• WHAT THIS TASK INVOLVES:
Scan the records beneath this line for the line holding "Target: car windshield" and the line holding "Target: car headlight", then transcribe exactly those two and all lines between.

• STUDY MATERIAL:
* * * * * * *

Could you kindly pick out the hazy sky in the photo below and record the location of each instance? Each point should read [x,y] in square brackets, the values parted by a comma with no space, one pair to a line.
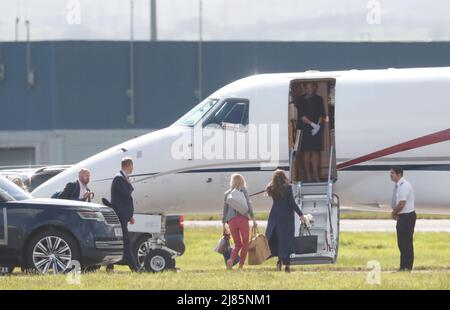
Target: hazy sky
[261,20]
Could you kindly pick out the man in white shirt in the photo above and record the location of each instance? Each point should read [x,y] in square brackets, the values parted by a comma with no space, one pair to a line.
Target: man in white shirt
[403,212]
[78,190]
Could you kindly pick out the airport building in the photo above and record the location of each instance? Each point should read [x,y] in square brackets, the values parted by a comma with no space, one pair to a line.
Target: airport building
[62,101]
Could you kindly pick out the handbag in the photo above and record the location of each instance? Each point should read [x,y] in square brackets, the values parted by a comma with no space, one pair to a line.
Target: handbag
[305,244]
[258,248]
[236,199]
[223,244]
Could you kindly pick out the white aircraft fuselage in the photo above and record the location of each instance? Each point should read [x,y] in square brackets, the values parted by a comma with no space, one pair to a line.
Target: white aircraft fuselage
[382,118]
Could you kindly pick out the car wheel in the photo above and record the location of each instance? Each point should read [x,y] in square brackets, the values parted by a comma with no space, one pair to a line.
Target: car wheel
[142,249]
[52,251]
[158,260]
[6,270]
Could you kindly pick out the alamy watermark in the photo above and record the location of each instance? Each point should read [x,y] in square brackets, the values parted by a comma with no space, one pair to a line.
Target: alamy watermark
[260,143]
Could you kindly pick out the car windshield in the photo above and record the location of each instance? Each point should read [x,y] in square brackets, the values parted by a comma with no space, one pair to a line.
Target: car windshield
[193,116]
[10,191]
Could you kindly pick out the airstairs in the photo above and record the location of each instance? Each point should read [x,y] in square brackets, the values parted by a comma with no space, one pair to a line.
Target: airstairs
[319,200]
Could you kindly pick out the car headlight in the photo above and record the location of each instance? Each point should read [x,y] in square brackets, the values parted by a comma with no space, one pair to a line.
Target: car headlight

* * * * * * *

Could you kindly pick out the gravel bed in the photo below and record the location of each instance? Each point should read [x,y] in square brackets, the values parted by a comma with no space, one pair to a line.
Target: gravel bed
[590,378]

* * * * * * *

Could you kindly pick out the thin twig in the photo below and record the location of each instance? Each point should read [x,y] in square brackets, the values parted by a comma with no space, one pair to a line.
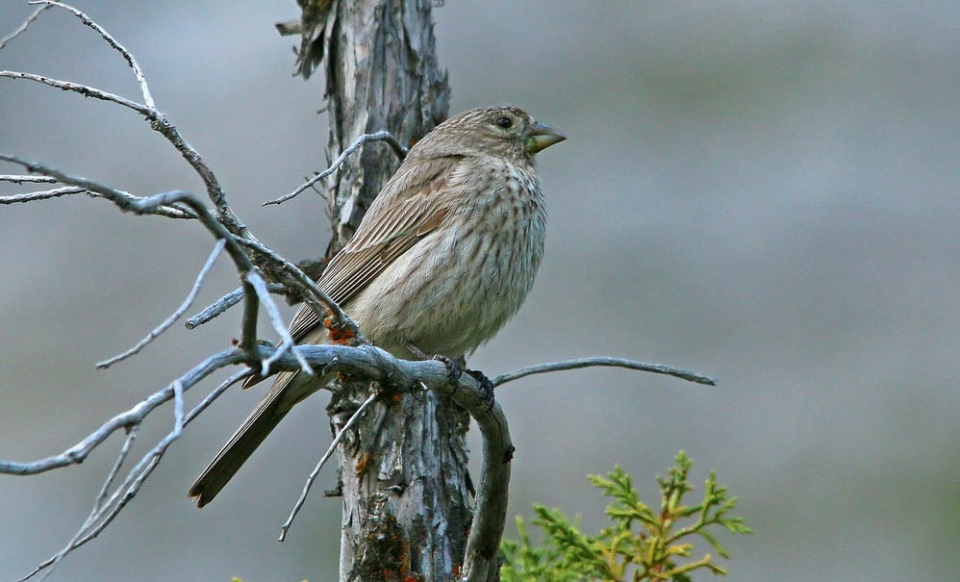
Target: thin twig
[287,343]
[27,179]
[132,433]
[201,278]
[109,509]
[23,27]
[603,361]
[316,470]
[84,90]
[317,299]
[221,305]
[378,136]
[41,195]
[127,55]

* * * * * * *

• EXERCISE RESPONSE:
Target: car windshield
[193,116]
[10,191]
Could you kindly pick out the airstairs in the photo above and record the location of each instance? Each point should read [x,y] in square brackets, the values parted by a comma with no space, one pair to a line.
Target: airstairs
[319,200]
Could you kindly pick out the car headlight in the photo above and record the location of each instance? Each point should read [x,y] in square brackets, the values parted by a comma with no space, one pair to a line.
Target: car headlight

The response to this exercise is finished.